### GIVEN TASK
Write the material out again in full, word for word. Do not include the pictures.

START DATA FOR PROCESSING

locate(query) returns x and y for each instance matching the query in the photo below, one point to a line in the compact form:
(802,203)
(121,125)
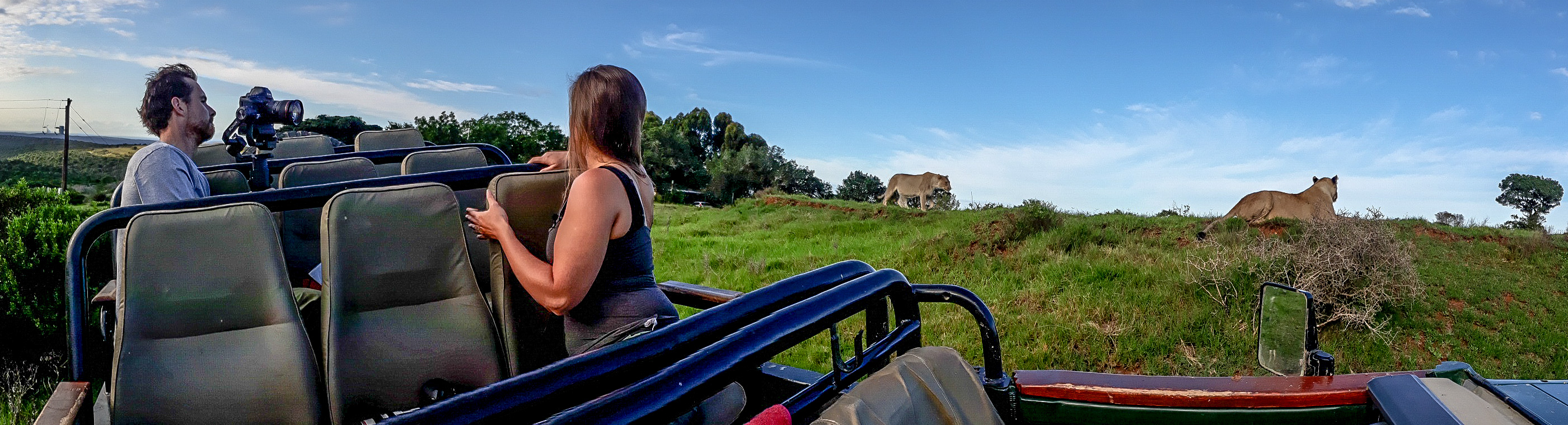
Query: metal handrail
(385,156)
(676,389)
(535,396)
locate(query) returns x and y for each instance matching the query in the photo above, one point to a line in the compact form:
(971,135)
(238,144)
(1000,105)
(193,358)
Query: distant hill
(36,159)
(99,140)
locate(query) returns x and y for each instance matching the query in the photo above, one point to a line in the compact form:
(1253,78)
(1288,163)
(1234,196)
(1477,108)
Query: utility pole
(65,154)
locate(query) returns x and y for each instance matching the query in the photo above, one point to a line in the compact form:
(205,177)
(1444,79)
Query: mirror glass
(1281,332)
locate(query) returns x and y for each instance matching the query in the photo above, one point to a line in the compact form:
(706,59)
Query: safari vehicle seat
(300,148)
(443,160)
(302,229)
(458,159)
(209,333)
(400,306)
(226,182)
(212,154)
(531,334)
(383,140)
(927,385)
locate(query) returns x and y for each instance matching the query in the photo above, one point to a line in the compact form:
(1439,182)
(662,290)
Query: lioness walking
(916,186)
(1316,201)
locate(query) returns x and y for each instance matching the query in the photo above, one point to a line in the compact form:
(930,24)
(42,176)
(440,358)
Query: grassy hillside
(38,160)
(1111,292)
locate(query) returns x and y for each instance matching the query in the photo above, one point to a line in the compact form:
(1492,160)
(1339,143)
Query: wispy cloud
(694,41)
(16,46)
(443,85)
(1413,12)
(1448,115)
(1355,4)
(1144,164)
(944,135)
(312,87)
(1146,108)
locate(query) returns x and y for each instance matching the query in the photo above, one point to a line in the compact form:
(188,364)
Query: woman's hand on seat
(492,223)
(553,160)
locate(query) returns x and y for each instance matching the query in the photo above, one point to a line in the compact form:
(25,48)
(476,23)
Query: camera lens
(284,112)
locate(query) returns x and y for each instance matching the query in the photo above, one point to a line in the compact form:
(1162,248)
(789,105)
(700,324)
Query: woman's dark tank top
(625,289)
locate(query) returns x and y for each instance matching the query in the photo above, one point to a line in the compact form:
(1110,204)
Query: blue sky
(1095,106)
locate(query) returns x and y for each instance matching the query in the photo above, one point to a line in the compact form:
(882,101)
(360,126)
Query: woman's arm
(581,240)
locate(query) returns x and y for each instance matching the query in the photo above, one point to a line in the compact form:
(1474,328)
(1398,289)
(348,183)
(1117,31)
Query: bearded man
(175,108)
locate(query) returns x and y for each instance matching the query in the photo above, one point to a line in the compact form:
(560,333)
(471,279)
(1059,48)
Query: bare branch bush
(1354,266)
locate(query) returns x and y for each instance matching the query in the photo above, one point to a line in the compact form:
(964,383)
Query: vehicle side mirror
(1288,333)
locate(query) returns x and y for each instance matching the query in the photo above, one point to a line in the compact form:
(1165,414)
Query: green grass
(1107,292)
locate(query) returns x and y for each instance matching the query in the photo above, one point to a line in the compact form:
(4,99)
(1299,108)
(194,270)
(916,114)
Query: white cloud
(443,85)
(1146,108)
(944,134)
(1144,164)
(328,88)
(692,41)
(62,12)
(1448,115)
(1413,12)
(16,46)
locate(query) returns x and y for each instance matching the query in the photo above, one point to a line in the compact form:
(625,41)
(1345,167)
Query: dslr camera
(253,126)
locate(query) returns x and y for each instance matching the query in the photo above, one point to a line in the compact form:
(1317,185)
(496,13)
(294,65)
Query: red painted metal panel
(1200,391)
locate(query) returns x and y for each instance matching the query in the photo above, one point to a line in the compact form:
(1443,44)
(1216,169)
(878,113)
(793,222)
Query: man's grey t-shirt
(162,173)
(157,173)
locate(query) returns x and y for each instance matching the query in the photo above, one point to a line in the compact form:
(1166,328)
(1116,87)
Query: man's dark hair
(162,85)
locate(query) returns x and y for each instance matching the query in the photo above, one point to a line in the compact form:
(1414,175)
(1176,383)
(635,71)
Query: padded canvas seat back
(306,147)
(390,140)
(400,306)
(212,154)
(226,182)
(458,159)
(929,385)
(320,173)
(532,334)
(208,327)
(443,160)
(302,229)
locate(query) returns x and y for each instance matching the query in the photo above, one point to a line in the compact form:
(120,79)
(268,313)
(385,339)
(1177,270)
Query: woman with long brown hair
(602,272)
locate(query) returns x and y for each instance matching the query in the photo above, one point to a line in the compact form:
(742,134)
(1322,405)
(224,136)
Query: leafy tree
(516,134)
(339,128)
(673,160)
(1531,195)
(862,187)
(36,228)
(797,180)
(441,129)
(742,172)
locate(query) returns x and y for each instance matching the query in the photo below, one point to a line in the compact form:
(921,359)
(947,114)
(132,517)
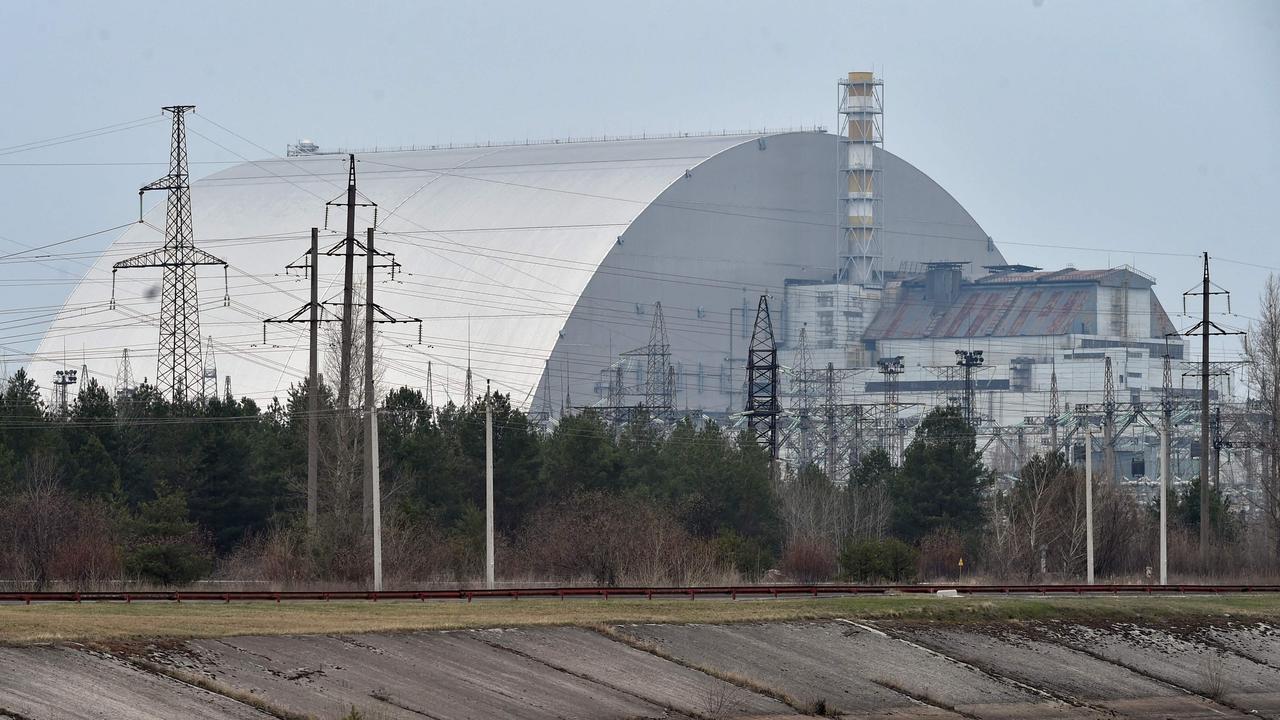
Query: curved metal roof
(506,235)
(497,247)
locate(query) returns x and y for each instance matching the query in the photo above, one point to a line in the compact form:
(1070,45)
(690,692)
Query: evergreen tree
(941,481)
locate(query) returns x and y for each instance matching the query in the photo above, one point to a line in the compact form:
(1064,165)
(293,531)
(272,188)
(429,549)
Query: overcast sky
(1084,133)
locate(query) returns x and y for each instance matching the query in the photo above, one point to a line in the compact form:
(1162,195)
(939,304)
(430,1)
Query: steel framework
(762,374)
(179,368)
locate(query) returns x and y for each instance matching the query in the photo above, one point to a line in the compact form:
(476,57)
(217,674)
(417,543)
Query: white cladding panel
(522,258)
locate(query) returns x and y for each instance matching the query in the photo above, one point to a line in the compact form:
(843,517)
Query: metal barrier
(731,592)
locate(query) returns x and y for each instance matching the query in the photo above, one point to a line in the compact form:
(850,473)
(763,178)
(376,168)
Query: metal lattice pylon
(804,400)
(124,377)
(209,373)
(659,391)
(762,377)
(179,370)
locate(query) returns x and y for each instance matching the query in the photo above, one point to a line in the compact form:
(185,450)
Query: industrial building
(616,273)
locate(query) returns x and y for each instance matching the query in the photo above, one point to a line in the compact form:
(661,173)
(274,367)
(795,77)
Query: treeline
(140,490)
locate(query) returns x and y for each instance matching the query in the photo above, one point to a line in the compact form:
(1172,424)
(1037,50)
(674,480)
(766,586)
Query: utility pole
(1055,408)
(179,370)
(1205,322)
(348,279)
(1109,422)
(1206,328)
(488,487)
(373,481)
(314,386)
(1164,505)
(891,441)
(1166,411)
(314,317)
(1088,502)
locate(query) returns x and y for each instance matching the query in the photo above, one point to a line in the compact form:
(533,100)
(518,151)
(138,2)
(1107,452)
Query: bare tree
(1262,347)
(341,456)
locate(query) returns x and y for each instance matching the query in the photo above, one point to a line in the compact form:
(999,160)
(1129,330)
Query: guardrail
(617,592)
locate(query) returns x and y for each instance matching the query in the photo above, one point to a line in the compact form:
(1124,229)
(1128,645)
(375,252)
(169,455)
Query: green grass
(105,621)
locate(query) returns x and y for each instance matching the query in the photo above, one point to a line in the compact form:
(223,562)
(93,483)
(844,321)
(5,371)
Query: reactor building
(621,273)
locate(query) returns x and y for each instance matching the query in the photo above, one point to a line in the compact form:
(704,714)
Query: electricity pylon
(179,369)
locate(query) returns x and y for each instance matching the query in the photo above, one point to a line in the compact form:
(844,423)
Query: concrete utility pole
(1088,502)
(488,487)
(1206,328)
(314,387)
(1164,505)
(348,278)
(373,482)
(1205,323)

END DATA FOR PROCESSING

### WORKED SOLUTION
locate(query) returns x and y for each instance matching the query in the photo below, one point to a line in the compact form:
(802,203)
(121,125)
Query: metal handrail
(385,156)
(676,389)
(535,396)
locate(query) returns x and y for each instance matching the query in the photo above, one point to a line in the compact form:
(971,135)
(238,144)
(1000,105)
(193,358)
Query: distant hill
(36,159)
(99,140)
locate(query) returns x and y for each instance matching the query in the photo above, one point to a line in the compact form:
(1253,78)
(1288,163)
(1234,196)
(1477,108)
Query: utility pole
(65,154)
locate(query) returns x and y for each instance matching the query in the photo above, one point to a line in the compact form:
(205,177)
(1444,79)
Query: mirror glass
(1281,332)
locate(query) returns x and y for each instance matching the query in the photo above, one point to a line in the compact form:
(706,59)
Query: safari vehicle seat
(300,148)
(443,160)
(302,229)
(458,159)
(209,333)
(400,306)
(226,182)
(212,154)
(531,334)
(383,140)
(927,385)
locate(query) returns x and y for each instance matching the query in the photo above, one point to a line in the compact form:
(1439,182)
(662,290)
Query: lioness walking
(916,186)
(1316,201)
locate(query) returns x and y for each instance matching the query in the photo above, one point to a line in the compact form:
(930,24)
(42,176)
(440,358)
Query: grassy hillside
(38,160)
(1111,292)
locate(query) returns x and y for each instance matching the query in the photo above, one point to a line in the compact form:
(1492,160)
(1339,143)
Query: wispy cloud
(694,41)
(16,46)
(443,85)
(1413,12)
(1448,115)
(1355,4)
(1144,164)
(944,135)
(312,87)
(1146,108)
locate(query) returns x and y for each instance matching the query in the photo above, one point to a line in the compact form:
(188,364)
Query: woman's hand on seat
(492,223)
(553,160)
locate(query) returns x and y for each instance matching the query in the photo above, one point to a line in the compact form:
(25,48)
(476,23)
Query: camera lens
(284,112)
locate(query) returns x and y for each instance matching the query in the photo above, one point to a line in the compact form:
(1162,248)
(789,105)
(700,324)
Query: woman's dark tank top
(625,289)
locate(query) returns x and y for each instance matching the query in the photo above, one point to a line in the compact form:
(1110,204)
Query: blue sky
(1095,106)
locate(query) returns x and y for each instance matching the query in the photo above, one point to a line in the compact form:
(882,101)
(360,126)
Query: woman's arm
(581,240)
locate(query) returns x and y for each instance matching the query in the photo above, one point to a line in the compact form:
(1474,328)
(1398,289)
(348,183)
(1117,31)
Query: bearded man
(175,108)
locate(query) returns x and y for each instance matching the query in the photo above, one point to a line in the compact form:
(560,333)
(471,279)
(1059,48)
Query: bare branch bush
(1354,266)
locate(query) returns x and y for each instance matching the query in the photo above, one point to a line in the compact form:
(964,383)
Query: vehicle side mirror
(1288,333)
locate(query) returns x and y for each instance matching the query in the photo above, one point to a line in the compact form:
(1165,414)
Query: green grass
(1107,292)
locate(query) returns x and y for each instance matching the query in the photo above, one point to a line in the compact form:
(4,99)
(1299,108)
(194,270)
(916,114)
Query: white cloud
(443,85)
(1146,108)
(944,134)
(1144,164)
(328,88)
(692,41)
(62,12)
(1448,115)
(1413,12)
(16,46)
locate(query) returns x and y for each instance matching the query in the photo above, one point to a line in the compact form:
(625,41)
(1345,167)
Query: dslr camera
(253,126)
locate(query) returns x and y for each instance matching the query in the photo above, one point to a line in the compact form:
(1317,185)
(496,13)
(294,65)
Query: red painted metal panel
(1200,391)
locate(query) returns x and y for each instance matching the query in the photo above, one point to a line in the compact form:
(1443,44)
(1216,169)
(878,113)
(793,222)
Query: man's grey t-shirt
(162,173)
(157,173)
locate(query) returns x and y for each instance matching the query in the photo above, one point to a line in the compact form:
(1166,328)
(1116,87)
Query: man's dark hair
(162,85)
locate(query) returns x and y for each instance matching the query in the photo above, one point to a line in the compact form:
(1414,175)
(1176,383)
(635,71)
Query: padded canvas seat back
(306,147)
(390,140)
(400,306)
(212,154)
(226,182)
(458,159)
(929,385)
(320,173)
(532,334)
(208,327)
(443,160)
(302,229)
locate(query) returns x and y for each instance matching the query in the photo above, one point to a line in the compact form:
(120,79)
(268,313)
(385,339)
(1177,270)
Query: woman with long brown hair
(602,272)
locate(query) returns x and y for each instance matching the query in the photo above, one point to a line in the compact form:
(742,134)
(1322,405)
(224,136)
Query: leafy tree
(516,134)
(339,128)
(673,160)
(1531,195)
(862,187)
(36,228)
(797,180)
(441,129)
(742,172)
locate(query) returns x and y for each instance matching the query in the photo below, one point to a line in the compact form:
(921,359)
(947,114)
(132,517)
Query: curved metal roof
(506,235)
(497,247)
locate(query) returns x and y for each instance matching the query in the photo above, one point to a line in the compact form:
(1070,45)
(690,692)
Query: evergreen tree
(941,481)
locate(query) returns x and y for each instance matching the query in the photo above, one point to a line in the compact form:
(1064,165)
(293,531)
(272,188)
(429,549)
Query: overcast sky
(1084,133)
locate(query) returns x and y for each instance matching the query in the photo above, one point to a line in the compact form:
(1162,195)
(939,304)
(430,1)
Query: steel framework
(762,374)
(179,368)
locate(query) returns x and y for each instance matching the query in the photo above, one point to a line in the compact form:
(476,57)
(217,674)
(417,543)
Query: white cladding panel
(522,258)
locate(query) returns x and y for each instance matching the query in the photo above, one point to a line in the compact form:
(843,517)
Query: metal barrier
(731,592)
locate(query) returns x and y for each instance matching the query in the photo above, one point to a line in the compact form:
(850,473)
(763,178)
(376,168)
Query: metal lattice pylon
(804,400)
(124,377)
(209,373)
(659,391)
(762,377)
(179,370)
locate(query) returns x and y for each instance matching the query in the photo above, one point to a line in the compact form:
(185,450)
Query: industrial building
(616,273)
locate(query) returns x and y for each instance matching the query in the photo above, one point to a line in the compact form:
(661,173)
(274,367)
(795,77)
Query: treeline
(140,490)
locate(query) returns x and y for each instance matching the query in the photo above, one point to a line in the compact form:
(1172,424)
(1037,50)
(674,480)
(766,586)
Query: utility pole
(1055,408)
(179,370)
(1205,322)
(348,279)
(1109,422)
(1206,328)
(488,487)
(373,481)
(314,386)
(1164,505)
(891,441)
(1166,411)
(314,317)
(1088,502)
locate(query) returns x and y for each instance matching the query in the photo above, one point to a line in the compact form:
(533,100)
(518,151)
(138,2)
(1107,452)
Query: bare tree
(1262,347)
(341,456)
locate(query) returns x and y for each instance matching the query in the photo above, one point to a line in the compact form:
(999,160)
(1129,330)
Query: guardrail
(617,592)
locate(query) returns x and y for each instance matching the query in the photo above, one point to a line in the compact form:
(1124,229)
(1128,645)
(375,252)
(169,455)
Query: green grass
(105,621)
locate(query) returns x and y for each instance matching the query in the photo above, one point to a line in the compact form:
(223,562)
(93,483)
(844,321)
(5,371)
Query: reactor building
(621,273)
locate(query) returns x and y for each instance matching the query in the photo above, one point to a line in the compact form:
(704,714)
Query: electricity pylon
(179,369)
locate(query) returns x and y for each instance matching the query in the photo above, one point to a line in the compact form:
(844,423)
Query: concrete utility pole
(1088,502)
(488,487)
(1206,328)
(314,387)
(1164,505)
(348,278)
(373,482)
(1205,323)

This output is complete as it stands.